▸ EXTRACTO DEL TEXTO
Por mucho que adore el mar, no es mi intención hoy escribir sobre playas, aunque el título de esta columna así parezca indicarlo. Lo cierto es que como metáfora no estaría mal que existieran en nuestra vida banderas amarillas para avisarnos de todo peligro que pudiera acecharnos, pero no tendría gracia. Ese «banderómetro» imaginario sería eficaz, pero atrofiaría nuestros sentidos e inteligencia. ¿No tenemos el suficiente criterio para ver venir a alguien que nos quiera hacer daño? ¿Para interpretar lo implícito en un enunciado según su tono y de quién provenga?
Como todos sabemos, la IA empieza a incrustarse en nuestra sociedad demoliendo patrones con la fuerza de una apisonadora. Gracias a este invento muchos chavales pueden hacer sus deberes con el móvil sacando una instantánea, habrá novelas y poemas que se escriban solos, trabajos que antes hacían humanos ahora dependerán de un chip y algoritmos, diagnósticos, trámites, enseñanzas, procedimientos de todo tipo. ¿Con qué objetivo? ¿Empujarnos a una vida de ocio sin fin?
El colmo de los colmos lo he vivido esta semana. Hablando con dos jóvenes me contaban que ahora, cuando conocen a alguien que podría ser candidato a convertirse en amigo, pareja o en todo caso, la otra cara de una relación, antes consultan con chat GPT si sus personalidades serían compatibles. Le cuentan su vida a la máquina y ella va decidiendo. Si al robot en cuestión hay cosas que no le gustan, le adjudicará al candidato y a la relación «red flags», banderas rojas que obligarán al consultando a alejarse. Si a la máquina le cae bien, mostrará «green flags», banderas verdes, adelante, esa persona es para ti, no te hará sufrir.
Me dijeron: «¿Qué te parece, Marta?». Yo me quedé de piedra y respondí: «Una boludez estratosférica. ¿De verdad necesitas esas banderitas para saber si alguien te gusta y/o conviene?». ¿Vamos a robarle al amor la pizca de magia que necesita?

▸ MATERIAL PROPORCIONADO
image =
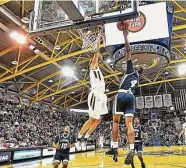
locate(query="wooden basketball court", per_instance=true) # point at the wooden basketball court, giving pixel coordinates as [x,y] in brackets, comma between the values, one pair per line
[155,157]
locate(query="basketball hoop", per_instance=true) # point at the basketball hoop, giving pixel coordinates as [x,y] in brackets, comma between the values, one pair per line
[91,37]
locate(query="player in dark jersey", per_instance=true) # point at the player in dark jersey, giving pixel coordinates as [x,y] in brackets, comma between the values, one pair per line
[63,142]
[138,145]
[125,100]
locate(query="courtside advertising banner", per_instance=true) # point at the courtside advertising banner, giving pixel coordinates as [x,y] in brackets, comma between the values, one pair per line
[5,157]
[49,152]
[29,164]
[26,154]
[140,102]
[151,23]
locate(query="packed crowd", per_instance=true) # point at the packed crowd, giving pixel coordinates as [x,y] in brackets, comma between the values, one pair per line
[28,127]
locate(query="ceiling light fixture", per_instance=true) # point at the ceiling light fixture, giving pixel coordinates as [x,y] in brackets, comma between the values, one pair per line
[14,62]
[68,71]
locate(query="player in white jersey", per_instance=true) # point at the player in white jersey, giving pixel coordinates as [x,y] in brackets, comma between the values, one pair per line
[183,132]
[101,141]
[97,100]
[124,103]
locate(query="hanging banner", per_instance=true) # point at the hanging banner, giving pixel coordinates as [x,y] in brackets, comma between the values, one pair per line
[148,101]
[167,100]
[158,101]
[140,102]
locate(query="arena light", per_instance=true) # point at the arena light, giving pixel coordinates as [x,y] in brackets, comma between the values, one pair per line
[50,81]
[18,37]
[14,62]
[108,61]
[68,71]
[182,69]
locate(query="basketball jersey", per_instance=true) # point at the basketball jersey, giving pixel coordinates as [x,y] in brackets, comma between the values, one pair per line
[97,80]
[184,127]
[131,79]
[138,133]
[63,141]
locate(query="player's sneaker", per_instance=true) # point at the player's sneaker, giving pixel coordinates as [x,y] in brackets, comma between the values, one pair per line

▸ TAREA
Responde estas preguntas sobre la columna:
(a) Según la columna, ¿cómo pueden hacer sus deberes muchos chavales gracias a la IA?
(b) ¿Qué consultan con chat GPT los dos jóvenes cuando conocen a alguien?
(c) ¿Qué muestra la máquina si la persona le cae bien?
Las entradas no hacen falta para resolver la tarea.

▸ RESPUESTA
(a) Con el móvil, sacando una instantánea.
(b) Si sus personalidades serían compatibles.
(c) «Green flags», banderas verdes.